> _Text passage_:

But it was also an organisation which could and did lie with great facility, and fitted so easily into the censorship regime of the government that the main news broadcasts were not even formally censured by government officials. The BBC was quite capable of doing the task unaided.

So dire and uninformative did the BBC coverage become that, at the height of the Battle of Britain in 1940, more people were tuning to German English language broadcasts than the BBC for their news. It was often the case that news of events was only broadcast after the Germans had released the details.

One of the greatest modern jokes of all time, therefore, is the BBC's Royal Charter. In regulations made under it, the organisation has the duty to remain at all times impartial, a requirement it has breached many times – not least in the debate in the run up to Britain's entry to the Common Market, and in its subsequent support for the European Union.

In fact, as it put its wartime skills into practice, it is hard to think of an important issue in modern times on which the BBC has been on the "right" side, or come anywhere near obeying its statutory obligation to be impartial.

To be fair though, as the girlie culture has pervaded the organisation, it is sometimes difficult to tell the difference between bias and incompetence. Untrained and ignorant reporters so often get things wrong simply because they do not know any different.

Nevertheless, there are still far too many people in this world who treat the BBC as if it was a force for good, and take its slant on issues at face value. But, as Booker observes, so blatant is the bias on global warming that even ordinary people are beginning to notice.

What Booker does for us though is demonstrate that the BBC "getting it wrong" on climate change has not merely been a reflection of its innate incompetence, and its natural deference to corporate authority.

It has in fact been the result of deliberate policy, stemming from the middle of the last decade, when the BBC's senior executives, including those in charge of news and current affairs, along with its team of environmental journalists, took a decision that its coverage on issues related to climate change should be more overtly partisan.

> _Data segment_:

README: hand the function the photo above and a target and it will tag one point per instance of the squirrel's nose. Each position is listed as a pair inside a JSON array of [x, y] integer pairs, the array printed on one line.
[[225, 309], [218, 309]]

> _Description of the task_: Quote the stretch of the BBC passage from "So dire and" through "to be impartial.".

> _Worked solution_:
So dire and uninformative did the BBC coverage become that, at the height of the Battle of Britain in 1940, more people were tuning to German English language broadcasts than the BBC for their news. It was often the case that news of events was only broadcast after the Germans had released the details.

One of the greatest modern jokes of all time, therefore, is the BBC's Royal Charter. In regulations made under it, the organisation has the duty to remain at all times impartial, a requirement it has breached many times – not least in the debate in the run up to Britain's entry to the Common Market, and in its subsequent support for the European Union.

In fact, as it put its wartime skills into practice, it is hard to think of an important issue in modern times on which the BBC has been on the "right" side, or come anywhere near obeying its statutory obligation to be impartial.